Excerpt provided:
--- BEGIN ---

Yeah, There's something there, I get it with Firefox and Chrome, haven't tried IE yet.


----------



## Minox (Sep 13, 2008)

I'm getting the exact same result with NOD32 and Firefox 3.01 and I only get this problem when visiting Gbatemp.


----------



## FAST6191 (Sep 13, 2008)

I will leave the web coding to the people that know what they are doing but confirmed that something is up.
Anyhow I was playing around with firebug (realtime website editor plugin for firefox) and it displays left of the My Controls · View New Posts part.

I checked on the site and it is not too good either.

If you are especially concerned "search-you-need.com" resolves to 58.65.234.77
You can add that or search-you-need.com to your hosts file (make sure it goes to localhost (127.0.0.1 = localhost) or some other harmless IP.

http://accs-net.com/hosts/how_to_use_hosts.html (there is bound to be a better guide somewhere but it will get the job done)


----------



## Prime (Sep 13, 2008)

--- END ---

Data supplied:
--- BEGIN ---

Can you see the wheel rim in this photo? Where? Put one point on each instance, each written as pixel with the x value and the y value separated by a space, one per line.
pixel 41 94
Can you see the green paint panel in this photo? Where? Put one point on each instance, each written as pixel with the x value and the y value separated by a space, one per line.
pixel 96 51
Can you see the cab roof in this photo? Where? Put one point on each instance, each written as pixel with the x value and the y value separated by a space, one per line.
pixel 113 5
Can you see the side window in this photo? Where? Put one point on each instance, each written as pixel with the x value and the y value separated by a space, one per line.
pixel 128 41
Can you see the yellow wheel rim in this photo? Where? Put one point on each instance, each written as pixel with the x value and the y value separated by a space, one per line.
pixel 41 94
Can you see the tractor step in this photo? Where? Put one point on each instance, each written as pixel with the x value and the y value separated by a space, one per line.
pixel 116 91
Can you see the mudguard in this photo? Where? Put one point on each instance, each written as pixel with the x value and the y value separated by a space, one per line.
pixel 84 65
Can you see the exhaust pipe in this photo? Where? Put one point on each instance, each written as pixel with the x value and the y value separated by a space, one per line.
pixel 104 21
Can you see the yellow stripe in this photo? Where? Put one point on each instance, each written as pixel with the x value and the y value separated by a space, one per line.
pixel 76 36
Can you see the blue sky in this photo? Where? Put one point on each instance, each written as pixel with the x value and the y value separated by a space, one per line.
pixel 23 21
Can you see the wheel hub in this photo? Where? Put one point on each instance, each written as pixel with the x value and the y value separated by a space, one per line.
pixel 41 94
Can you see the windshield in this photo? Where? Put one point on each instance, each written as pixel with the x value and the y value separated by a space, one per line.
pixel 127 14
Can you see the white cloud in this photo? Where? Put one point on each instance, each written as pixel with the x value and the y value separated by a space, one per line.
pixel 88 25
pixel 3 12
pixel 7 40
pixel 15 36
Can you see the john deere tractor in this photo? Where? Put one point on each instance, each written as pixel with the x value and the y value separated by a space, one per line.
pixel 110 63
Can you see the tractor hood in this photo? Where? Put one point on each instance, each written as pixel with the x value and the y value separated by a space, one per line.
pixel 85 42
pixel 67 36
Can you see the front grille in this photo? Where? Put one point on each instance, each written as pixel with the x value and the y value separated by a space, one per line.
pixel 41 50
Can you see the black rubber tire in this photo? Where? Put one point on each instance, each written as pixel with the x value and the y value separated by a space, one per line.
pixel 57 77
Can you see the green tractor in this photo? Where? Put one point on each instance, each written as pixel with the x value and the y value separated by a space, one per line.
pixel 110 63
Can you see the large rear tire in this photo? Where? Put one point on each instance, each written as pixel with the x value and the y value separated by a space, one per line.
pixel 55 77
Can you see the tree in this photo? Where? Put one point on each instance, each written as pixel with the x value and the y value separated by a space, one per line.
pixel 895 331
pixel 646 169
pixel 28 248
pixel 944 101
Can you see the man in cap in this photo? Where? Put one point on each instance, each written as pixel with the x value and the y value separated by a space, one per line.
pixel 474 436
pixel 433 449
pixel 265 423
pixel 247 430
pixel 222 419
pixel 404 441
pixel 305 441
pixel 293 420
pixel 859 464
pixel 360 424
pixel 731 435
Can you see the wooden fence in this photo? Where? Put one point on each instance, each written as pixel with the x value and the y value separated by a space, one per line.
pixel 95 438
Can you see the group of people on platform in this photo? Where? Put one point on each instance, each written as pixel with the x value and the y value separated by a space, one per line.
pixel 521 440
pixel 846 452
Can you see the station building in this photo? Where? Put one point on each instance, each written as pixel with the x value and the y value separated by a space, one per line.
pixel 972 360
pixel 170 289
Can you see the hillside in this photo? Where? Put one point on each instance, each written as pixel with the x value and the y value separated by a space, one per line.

--- END ---

Direction 1: Copy word for word the part of the forum thread that opens with the words containing "I checked on" and closes with "the job done)".
Direction 2: List every username that appears in a post header in the forum thread.

Solution 1:
I checked on the site and it is not too good either.

If you are especially concerned "search-you-need.com" resolves to 58.65.234.77
You can add that or search-you-need.com to your hosts file (make sure it goes to localhost (127.0.0.1 = localhost) or some other harmless IP.

http://accs-net.com/hosts/how_to_use_hosts.html (there is bound to be a better guide somewhere but it will get the job done)

Solution 2:
Minox
FAST6191
Prime